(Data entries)

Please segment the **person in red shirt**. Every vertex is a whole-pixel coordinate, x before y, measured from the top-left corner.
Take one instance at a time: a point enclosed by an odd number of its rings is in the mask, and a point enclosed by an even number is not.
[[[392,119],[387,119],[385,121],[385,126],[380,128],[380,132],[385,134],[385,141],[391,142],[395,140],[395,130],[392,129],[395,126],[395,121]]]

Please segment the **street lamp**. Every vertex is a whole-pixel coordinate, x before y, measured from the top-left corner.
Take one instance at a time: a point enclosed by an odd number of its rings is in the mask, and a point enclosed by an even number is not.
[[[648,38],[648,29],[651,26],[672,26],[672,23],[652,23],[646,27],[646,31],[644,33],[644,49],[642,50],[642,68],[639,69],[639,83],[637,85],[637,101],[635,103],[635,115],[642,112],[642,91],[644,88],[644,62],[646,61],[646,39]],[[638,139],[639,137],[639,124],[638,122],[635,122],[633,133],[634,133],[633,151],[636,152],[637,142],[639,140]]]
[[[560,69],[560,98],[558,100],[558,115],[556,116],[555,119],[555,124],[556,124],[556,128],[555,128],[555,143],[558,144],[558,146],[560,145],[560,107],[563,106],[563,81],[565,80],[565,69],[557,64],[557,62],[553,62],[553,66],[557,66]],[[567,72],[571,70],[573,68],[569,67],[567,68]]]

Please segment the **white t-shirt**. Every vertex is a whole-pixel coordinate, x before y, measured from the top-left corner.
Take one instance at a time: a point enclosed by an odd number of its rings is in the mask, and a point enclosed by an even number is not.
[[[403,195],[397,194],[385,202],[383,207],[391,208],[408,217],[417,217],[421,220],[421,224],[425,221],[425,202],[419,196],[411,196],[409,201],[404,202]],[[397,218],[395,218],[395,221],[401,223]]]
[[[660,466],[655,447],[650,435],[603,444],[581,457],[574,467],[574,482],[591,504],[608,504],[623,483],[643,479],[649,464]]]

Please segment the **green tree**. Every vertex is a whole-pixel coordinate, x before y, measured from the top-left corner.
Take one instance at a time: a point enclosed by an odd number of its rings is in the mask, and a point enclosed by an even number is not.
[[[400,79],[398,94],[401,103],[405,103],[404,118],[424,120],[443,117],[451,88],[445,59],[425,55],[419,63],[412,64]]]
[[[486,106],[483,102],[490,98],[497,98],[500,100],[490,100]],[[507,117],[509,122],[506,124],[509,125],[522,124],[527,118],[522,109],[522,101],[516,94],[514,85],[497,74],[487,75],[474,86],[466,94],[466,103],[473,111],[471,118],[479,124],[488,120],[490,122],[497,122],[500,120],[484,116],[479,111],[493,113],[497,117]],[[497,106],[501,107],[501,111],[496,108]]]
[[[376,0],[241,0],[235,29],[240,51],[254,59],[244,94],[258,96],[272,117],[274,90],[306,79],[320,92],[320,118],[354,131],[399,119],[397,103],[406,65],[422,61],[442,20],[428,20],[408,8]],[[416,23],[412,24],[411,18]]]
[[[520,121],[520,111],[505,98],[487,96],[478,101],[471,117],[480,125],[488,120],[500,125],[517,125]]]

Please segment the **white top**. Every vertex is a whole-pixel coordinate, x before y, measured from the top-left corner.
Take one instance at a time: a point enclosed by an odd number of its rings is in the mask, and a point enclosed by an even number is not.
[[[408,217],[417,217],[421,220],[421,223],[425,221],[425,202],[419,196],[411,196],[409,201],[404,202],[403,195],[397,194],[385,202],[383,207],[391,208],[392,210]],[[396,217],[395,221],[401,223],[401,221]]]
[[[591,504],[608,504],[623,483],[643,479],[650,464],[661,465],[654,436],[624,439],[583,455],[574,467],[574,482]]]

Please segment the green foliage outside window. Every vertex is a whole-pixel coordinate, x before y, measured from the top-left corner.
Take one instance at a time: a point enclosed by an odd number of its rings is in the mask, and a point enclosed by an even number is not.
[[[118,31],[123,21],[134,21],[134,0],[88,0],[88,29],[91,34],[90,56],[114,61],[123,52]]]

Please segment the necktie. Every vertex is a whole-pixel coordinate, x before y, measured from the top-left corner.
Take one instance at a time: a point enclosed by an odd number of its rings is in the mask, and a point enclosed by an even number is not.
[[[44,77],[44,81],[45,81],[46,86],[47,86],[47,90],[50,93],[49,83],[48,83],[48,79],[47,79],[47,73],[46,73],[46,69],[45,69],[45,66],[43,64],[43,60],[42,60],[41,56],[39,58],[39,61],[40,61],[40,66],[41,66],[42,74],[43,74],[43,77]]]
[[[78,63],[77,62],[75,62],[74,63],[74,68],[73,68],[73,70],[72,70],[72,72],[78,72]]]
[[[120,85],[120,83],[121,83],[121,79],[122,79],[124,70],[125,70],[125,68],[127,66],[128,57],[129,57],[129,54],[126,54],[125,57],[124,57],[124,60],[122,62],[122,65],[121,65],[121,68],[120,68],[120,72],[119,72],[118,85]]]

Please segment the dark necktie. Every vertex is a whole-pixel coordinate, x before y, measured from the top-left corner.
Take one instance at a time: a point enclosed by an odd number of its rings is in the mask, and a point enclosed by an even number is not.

» **Work required**: Copy out the rows without any changes, beginning at the line that contains "Please segment the necktie." and ending with the last line of the rows.

» **Exercise solution**:
Please segment the necktie. Every vertex is a whole-pixel coordinate, x before y, measured from the top-left corner.
Take one instance at a time: a point enclosed by an odd number of its rings is in the mask, and a point enclosed by an even number is not.
[[[44,77],[44,81],[45,81],[46,86],[47,86],[47,90],[50,93],[49,83],[48,83],[48,79],[47,79],[47,73],[46,73],[46,69],[45,69],[45,66],[43,64],[43,60],[42,60],[41,56],[39,58],[39,61],[40,61],[40,66],[41,66],[42,74],[43,74],[43,77]]]
[[[78,63],[77,62],[75,62],[74,63],[74,68],[73,68],[73,70],[72,70],[72,72],[78,72]]]
[[[120,85],[120,83],[121,83],[121,79],[122,79],[124,70],[125,70],[125,68],[127,66],[128,57],[129,57],[129,54],[126,54],[125,57],[124,57],[124,60],[122,62],[122,65],[121,65],[121,68],[120,68],[120,72],[119,72],[118,85]]]

Please segment the dark necktie. Every vertex is a whole-pixel coordinate, x before y, measured from the top-left corner.
Take one instance at a time: a point enclosed by an odd number of its rings is in the mask, and a point enclosed by an even number is not.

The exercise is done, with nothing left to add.